• Instruction
Reproduce verbatim every line of the listing below, from its first line through the line containing "924), (1150, 949)]", including both.

### Data shown ###

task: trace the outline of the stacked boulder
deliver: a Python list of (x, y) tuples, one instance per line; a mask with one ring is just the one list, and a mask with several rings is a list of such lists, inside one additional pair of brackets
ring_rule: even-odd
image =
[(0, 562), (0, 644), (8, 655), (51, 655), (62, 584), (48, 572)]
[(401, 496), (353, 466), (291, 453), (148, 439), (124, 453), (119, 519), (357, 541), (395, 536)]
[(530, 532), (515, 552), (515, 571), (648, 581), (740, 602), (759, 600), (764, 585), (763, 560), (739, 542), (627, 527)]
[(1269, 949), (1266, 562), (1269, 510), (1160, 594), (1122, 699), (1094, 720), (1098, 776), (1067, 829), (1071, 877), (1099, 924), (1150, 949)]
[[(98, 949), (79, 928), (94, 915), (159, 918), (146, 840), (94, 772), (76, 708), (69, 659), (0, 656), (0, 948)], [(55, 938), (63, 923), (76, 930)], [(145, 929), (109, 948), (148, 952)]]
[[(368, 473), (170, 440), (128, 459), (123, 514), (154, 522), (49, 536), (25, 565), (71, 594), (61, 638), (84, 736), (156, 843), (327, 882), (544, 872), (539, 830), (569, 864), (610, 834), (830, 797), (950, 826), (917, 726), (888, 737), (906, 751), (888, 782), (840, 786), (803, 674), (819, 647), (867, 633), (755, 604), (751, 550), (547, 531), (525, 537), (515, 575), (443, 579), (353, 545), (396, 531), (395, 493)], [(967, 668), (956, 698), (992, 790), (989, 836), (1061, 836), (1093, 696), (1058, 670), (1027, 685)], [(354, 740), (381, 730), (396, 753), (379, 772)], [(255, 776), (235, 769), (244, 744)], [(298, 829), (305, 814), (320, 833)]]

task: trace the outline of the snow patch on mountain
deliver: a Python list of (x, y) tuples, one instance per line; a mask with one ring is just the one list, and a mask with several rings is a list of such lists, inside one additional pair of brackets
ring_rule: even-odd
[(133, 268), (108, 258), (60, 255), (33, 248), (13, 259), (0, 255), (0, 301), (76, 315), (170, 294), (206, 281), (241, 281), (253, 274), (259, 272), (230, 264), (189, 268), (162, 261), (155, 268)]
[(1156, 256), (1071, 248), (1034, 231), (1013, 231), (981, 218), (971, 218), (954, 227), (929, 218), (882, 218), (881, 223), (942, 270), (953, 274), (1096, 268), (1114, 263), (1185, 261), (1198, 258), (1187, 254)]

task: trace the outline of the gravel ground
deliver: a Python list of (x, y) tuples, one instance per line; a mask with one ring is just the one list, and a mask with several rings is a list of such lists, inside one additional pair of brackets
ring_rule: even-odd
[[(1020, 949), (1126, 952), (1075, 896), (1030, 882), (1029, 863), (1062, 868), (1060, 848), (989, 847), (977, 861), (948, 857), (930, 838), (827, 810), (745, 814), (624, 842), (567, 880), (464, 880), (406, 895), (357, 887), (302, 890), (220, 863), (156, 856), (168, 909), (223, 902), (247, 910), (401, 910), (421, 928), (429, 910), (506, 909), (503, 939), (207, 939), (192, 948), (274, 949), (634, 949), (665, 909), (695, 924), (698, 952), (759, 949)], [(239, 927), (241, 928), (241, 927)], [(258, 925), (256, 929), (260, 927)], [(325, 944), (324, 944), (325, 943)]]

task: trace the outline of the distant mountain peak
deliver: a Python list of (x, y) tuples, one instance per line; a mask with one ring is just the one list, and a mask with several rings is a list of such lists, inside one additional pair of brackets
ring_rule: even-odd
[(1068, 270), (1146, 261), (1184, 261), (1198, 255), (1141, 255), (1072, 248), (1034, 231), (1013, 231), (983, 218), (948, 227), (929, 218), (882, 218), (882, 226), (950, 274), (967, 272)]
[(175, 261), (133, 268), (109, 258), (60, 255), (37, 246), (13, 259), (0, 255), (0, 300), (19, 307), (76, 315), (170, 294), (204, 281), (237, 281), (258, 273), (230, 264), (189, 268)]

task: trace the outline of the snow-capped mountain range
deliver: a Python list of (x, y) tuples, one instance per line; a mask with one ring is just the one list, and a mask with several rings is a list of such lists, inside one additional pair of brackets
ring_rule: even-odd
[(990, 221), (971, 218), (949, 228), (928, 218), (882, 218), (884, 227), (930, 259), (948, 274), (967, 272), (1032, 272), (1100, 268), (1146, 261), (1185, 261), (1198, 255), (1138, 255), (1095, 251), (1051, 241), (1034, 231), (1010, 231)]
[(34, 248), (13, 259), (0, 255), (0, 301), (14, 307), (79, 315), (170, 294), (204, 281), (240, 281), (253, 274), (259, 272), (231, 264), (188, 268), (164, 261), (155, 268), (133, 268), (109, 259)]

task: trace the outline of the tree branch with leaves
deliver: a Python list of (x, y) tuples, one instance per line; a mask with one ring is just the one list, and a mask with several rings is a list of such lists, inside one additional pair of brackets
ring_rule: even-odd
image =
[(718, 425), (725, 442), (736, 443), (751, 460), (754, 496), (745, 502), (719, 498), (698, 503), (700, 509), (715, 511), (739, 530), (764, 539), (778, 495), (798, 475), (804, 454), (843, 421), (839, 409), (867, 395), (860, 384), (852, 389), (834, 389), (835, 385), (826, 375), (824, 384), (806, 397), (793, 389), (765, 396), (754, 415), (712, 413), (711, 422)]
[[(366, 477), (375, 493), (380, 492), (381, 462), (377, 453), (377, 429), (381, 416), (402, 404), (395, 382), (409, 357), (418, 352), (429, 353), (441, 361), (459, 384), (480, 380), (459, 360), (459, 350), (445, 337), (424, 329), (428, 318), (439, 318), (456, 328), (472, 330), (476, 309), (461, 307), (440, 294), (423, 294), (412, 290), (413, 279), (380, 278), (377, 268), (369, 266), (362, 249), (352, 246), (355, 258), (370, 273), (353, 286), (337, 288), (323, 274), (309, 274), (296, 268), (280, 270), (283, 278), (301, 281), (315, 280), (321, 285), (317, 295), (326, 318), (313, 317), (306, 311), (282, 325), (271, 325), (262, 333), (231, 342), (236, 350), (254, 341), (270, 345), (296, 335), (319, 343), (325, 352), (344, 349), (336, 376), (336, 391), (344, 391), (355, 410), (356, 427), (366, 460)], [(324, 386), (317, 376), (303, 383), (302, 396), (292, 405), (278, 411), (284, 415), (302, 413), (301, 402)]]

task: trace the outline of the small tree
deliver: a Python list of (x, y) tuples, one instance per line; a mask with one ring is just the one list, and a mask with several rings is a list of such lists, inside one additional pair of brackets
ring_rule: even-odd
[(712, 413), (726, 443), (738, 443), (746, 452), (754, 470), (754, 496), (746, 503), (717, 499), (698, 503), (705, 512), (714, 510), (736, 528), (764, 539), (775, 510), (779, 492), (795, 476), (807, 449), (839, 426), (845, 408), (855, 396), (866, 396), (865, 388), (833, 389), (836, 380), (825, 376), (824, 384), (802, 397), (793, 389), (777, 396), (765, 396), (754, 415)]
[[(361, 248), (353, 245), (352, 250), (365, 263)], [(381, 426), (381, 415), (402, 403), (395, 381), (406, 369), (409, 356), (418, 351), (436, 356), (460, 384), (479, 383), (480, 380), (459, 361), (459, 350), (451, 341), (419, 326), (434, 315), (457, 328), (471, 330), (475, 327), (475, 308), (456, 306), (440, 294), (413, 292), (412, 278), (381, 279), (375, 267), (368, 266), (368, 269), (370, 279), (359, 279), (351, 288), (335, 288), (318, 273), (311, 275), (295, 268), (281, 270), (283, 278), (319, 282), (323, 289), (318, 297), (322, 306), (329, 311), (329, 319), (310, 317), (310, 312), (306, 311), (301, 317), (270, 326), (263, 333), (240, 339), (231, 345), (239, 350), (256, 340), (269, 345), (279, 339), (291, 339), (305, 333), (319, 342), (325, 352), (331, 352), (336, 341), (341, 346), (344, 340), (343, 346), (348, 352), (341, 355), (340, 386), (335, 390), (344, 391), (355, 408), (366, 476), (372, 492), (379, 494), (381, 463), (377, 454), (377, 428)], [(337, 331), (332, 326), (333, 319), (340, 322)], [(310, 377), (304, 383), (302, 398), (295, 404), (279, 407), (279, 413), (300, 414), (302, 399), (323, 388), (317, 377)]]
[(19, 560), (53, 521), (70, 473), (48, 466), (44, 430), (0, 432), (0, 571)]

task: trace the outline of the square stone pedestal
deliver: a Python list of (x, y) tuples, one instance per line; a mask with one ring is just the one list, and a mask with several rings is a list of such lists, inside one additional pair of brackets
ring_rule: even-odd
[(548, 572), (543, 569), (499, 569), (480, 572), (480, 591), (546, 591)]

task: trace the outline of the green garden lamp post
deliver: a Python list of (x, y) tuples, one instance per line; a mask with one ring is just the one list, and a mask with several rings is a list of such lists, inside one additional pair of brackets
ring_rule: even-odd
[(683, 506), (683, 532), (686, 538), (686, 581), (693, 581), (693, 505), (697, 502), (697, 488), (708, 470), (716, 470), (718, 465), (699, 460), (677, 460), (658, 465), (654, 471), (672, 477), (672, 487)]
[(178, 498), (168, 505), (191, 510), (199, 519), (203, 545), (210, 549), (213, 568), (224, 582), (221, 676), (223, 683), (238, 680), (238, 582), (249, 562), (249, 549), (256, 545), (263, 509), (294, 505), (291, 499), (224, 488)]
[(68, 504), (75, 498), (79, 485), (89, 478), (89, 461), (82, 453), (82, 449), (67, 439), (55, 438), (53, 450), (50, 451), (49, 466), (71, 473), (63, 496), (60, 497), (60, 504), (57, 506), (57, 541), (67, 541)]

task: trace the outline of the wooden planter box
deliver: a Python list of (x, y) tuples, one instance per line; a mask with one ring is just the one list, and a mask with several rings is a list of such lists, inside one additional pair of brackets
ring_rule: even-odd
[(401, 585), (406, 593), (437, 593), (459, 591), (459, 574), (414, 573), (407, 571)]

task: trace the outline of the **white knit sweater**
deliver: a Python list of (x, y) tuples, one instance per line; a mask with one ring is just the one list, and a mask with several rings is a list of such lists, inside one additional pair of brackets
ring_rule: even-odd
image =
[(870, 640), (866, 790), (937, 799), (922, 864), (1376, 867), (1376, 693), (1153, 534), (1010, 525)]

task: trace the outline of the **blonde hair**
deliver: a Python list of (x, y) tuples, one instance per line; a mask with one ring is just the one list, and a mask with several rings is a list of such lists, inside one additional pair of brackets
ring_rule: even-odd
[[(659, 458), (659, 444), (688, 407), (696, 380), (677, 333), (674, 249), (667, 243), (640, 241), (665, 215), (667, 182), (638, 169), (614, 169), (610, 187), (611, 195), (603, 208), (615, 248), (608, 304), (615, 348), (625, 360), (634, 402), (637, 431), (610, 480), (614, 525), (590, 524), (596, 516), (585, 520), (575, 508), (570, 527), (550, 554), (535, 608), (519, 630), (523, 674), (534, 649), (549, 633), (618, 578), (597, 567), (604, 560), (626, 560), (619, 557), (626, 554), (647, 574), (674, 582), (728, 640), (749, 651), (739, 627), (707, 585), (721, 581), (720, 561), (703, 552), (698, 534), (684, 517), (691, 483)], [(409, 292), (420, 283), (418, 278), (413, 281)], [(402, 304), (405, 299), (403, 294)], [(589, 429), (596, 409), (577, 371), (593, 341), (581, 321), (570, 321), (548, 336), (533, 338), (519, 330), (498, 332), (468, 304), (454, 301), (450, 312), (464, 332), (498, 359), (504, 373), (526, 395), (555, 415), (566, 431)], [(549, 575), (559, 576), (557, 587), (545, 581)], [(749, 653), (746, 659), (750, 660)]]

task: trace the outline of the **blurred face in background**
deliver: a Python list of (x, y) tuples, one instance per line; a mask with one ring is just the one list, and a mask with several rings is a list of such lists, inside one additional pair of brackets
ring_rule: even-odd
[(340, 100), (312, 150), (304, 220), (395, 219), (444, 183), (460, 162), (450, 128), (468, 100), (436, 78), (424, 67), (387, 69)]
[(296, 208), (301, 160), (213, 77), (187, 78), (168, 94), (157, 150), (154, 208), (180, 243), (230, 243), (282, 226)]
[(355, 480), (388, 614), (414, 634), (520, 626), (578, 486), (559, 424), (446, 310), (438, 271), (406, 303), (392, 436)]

###

• Reply to the task
task: trace the outline of the stacked boulder
deliver: a Python list of (x, y) tuples, one instance per line; a mask with one ring is just the one list, and a mask with several rings is a list of such lists, inside one additional pair of brackets
ring_rule: even-odd
image =
[(0, 562), (0, 644), (8, 655), (51, 655), (62, 584), (48, 572)]
[(401, 496), (353, 466), (291, 453), (148, 439), (124, 453), (119, 519), (357, 541), (395, 536)]
[(530, 532), (515, 552), (515, 571), (648, 581), (740, 602), (759, 600), (764, 585), (763, 560), (739, 542), (627, 527)]
[(1269, 949), (1266, 562), (1269, 510), (1160, 594), (1122, 699), (1094, 720), (1098, 776), (1067, 829), (1071, 877), (1099, 924), (1150, 949)]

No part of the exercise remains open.